## PROBLEM TO SOLVE
Reproduce the lines below with every instance of "paper" replaced by "poster" and nothing else altered. Omit the pictures from your output.

--- start SUPPLIED MATERIAL ---

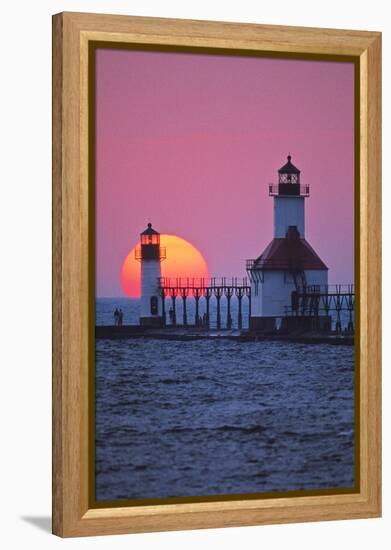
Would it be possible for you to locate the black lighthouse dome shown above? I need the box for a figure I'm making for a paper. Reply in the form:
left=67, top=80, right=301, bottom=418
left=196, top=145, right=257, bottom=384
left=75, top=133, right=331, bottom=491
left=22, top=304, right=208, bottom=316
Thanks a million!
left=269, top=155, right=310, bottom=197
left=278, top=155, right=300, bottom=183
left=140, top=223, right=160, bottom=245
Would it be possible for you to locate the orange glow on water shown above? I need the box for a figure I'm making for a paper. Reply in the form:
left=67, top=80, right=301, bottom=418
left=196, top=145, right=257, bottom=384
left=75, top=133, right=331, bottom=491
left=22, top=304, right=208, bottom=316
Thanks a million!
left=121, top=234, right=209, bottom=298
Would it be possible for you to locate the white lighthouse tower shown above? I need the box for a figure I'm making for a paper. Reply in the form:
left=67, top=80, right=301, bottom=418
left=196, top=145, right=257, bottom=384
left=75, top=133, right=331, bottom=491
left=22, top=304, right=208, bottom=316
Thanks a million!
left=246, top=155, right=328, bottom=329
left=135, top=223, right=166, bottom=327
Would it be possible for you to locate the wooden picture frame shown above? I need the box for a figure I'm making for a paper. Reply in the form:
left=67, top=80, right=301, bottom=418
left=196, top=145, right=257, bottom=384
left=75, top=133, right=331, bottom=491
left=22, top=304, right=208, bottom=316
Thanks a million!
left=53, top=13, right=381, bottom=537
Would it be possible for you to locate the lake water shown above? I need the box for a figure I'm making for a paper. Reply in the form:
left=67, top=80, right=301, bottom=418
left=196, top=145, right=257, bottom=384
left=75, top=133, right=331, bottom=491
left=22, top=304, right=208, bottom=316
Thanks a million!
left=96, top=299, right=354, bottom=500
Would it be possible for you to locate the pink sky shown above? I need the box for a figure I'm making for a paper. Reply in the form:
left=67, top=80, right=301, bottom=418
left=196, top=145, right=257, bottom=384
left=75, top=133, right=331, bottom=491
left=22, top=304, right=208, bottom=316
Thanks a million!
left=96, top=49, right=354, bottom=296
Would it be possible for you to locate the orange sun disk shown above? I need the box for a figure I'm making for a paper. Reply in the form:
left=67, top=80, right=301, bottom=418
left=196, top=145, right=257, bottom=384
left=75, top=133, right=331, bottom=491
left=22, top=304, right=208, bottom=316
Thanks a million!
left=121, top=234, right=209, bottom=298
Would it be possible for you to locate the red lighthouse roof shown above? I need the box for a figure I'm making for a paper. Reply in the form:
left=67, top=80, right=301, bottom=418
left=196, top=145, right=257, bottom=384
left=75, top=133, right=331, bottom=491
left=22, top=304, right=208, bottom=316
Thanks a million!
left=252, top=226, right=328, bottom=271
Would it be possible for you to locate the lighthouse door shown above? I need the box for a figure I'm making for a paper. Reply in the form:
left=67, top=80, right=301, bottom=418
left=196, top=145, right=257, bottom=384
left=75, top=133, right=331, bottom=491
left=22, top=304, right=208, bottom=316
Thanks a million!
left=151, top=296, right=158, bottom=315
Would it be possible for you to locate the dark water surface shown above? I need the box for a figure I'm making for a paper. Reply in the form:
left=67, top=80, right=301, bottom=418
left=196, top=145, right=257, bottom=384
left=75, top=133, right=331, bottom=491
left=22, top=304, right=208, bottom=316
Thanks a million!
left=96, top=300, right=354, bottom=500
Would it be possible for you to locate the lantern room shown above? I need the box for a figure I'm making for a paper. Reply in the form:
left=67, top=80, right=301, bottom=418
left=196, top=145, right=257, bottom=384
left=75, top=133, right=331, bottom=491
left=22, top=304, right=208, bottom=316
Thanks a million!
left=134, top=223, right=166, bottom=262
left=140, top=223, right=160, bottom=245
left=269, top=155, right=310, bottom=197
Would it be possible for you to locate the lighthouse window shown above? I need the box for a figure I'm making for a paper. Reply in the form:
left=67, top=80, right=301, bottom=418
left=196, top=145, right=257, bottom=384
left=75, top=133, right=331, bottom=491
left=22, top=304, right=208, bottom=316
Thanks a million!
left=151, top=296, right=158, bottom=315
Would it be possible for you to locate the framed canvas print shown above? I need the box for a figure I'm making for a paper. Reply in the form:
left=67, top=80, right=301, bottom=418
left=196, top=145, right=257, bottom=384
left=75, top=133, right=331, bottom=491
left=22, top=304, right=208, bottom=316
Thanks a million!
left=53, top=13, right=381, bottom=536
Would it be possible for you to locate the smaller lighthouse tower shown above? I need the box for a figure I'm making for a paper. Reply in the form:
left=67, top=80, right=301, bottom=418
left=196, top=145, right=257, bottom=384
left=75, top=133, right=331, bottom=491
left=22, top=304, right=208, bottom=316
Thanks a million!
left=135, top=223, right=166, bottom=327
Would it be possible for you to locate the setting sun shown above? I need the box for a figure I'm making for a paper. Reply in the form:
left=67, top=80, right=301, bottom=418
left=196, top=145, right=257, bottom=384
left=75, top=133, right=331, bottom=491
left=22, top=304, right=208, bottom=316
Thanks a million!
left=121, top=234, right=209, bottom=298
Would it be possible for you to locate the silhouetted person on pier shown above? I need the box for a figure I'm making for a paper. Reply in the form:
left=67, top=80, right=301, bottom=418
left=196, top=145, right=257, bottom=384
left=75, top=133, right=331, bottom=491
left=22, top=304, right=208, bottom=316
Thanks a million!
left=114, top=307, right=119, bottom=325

--- end SUPPLIED MATERIAL ---

## THE RESPONSE
Would it be possible for you to locate the black lighthouse dome shown above? I need the box for a figure I'm making for a poster. Reply in the form:
left=67, top=80, right=301, bottom=418
left=196, top=145, right=257, bottom=384
left=75, top=133, right=331, bottom=491
left=22, top=304, right=208, bottom=316
Thanks a million!
left=269, top=155, right=310, bottom=197
left=278, top=155, right=300, bottom=183
left=140, top=223, right=160, bottom=245
Would it be possible for you to locate the orange glow on water shown above? I need the box for a figure I'm making for a poster. Reply in the form:
left=67, top=80, right=301, bottom=418
left=196, top=145, right=257, bottom=384
left=75, top=133, right=331, bottom=491
left=22, top=304, right=208, bottom=316
Thanks a million!
left=121, top=234, right=209, bottom=298
Would it be possible for you to locate the white lighthouse tower shown above? I need the box for a figure I'm making for a poster. Reply in the form:
left=67, top=80, right=301, bottom=418
left=196, top=145, right=257, bottom=384
left=75, top=133, right=331, bottom=491
left=22, top=304, right=208, bottom=316
Thanks a million!
left=246, top=155, right=328, bottom=329
left=135, top=223, right=166, bottom=327
Would it be possible for you to locate the wooden picture frame shown above? I need the box for a figure I'm making for a poster. Reply in the form:
left=67, top=80, right=301, bottom=418
left=196, top=145, right=257, bottom=384
left=75, top=133, right=331, bottom=491
left=22, top=304, right=208, bottom=316
Thanks a million!
left=53, top=13, right=381, bottom=537
Would it be possible for you to locate the lake water shown above? I need the box for a figure I'm making for a poster. Reply in the form:
left=67, top=80, right=301, bottom=418
left=196, top=145, right=257, bottom=384
left=75, top=133, right=331, bottom=491
left=22, top=304, right=208, bottom=316
Thanks a million!
left=96, top=299, right=354, bottom=500
Would it be possible for you to locate the pink sky shown above? I need the box for a figure I'm making for a poster. Reply in the form:
left=67, top=80, right=301, bottom=418
left=196, top=145, right=257, bottom=384
left=75, top=133, right=331, bottom=491
left=22, top=304, right=208, bottom=316
Thanks a million!
left=96, top=49, right=354, bottom=296
Would it be possible for you to locate the orange sun disk shown above? I need the box for a figure I'm making for a poster. Reply in the form:
left=67, top=80, right=301, bottom=418
left=196, top=145, right=257, bottom=384
left=75, top=133, right=331, bottom=491
left=22, top=304, right=208, bottom=316
Thanks a million!
left=121, top=234, right=209, bottom=298
Would it be possible for you to locate the red lighthouse roof shown above? I need the box for a figure I'm making for a poster. Reply in the form:
left=67, top=80, right=301, bottom=418
left=196, top=145, right=257, bottom=384
left=75, top=133, right=331, bottom=491
left=22, top=304, right=208, bottom=316
Thanks a million!
left=252, top=226, right=328, bottom=271
Would it be possible for you to locate the lighthouse door shown above? I need the box for a figure I'm making for a poster. Reply in the form:
left=67, top=80, right=301, bottom=418
left=196, top=145, right=257, bottom=384
left=75, top=133, right=331, bottom=491
left=22, top=304, right=208, bottom=316
Thanks a million!
left=151, top=296, right=158, bottom=315
Would it be possible for you to locate the dark water surface shown above? I need the box for a figure I'm making for a poster. Reply in the form:
left=67, top=80, right=301, bottom=418
left=196, top=145, right=257, bottom=384
left=75, top=133, right=331, bottom=491
left=22, top=304, right=208, bottom=316
Thanks a million!
left=96, top=300, right=354, bottom=500
Would it be possible for you to locate the lantern room shown above? I need the box for a figure I'm making for a poster. Reply in the form:
left=67, top=80, right=301, bottom=418
left=196, top=145, right=257, bottom=384
left=75, top=133, right=331, bottom=491
left=22, top=304, right=208, bottom=316
Thanks a million!
left=134, top=223, right=166, bottom=262
left=140, top=223, right=160, bottom=245
left=269, top=155, right=310, bottom=197
Would it be possible for you to locate the lighthouse window shown above? I need the box for a figure I'm making for a poster. Reply in the form:
left=67, top=80, right=301, bottom=418
left=196, top=145, right=257, bottom=384
left=75, top=133, right=331, bottom=491
left=22, top=304, right=208, bottom=316
Thanks a million!
left=151, top=296, right=158, bottom=315
Would it be possible for you to locate the framed canvas print shown above? I need the box for a figure I'm making for a poster. Reply in the form:
left=67, top=80, right=301, bottom=418
left=196, top=145, right=257, bottom=384
left=75, top=133, right=331, bottom=491
left=22, top=304, right=208, bottom=316
Thanks a million!
left=53, top=13, right=381, bottom=536
Would it be possible for you to locate the smaller lighthouse tower shown above? I need the box for a figure I'm making for a poster. Reply in the form:
left=67, top=80, right=301, bottom=418
left=196, top=145, right=257, bottom=384
left=75, top=133, right=331, bottom=491
left=22, top=304, right=208, bottom=316
Thanks a million!
left=135, top=223, right=166, bottom=327
Would it be possible for you to locate the setting sun shown above? I need the box for a figure I'm making for a poster. Reply in the form:
left=67, top=80, right=301, bottom=418
left=196, top=145, right=257, bottom=384
left=75, top=133, right=331, bottom=491
left=22, top=304, right=208, bottom=316
Thanks a million!
left=121, top=234, right=209, bottom=298
Would it be possible for you to locate the silhouetted person on pier shown above? I need the box for a figure I'm making for a poster. Reply in the form:
left=67, top=80, right=301, bottom=418
left=196, top=145, right=257, bottom=384
left=75, top=133, right=331, bottom=491
left=22, top=304, right=208, bottom=316
Thanks a million!
left=114, top=307, right=119, bottom=325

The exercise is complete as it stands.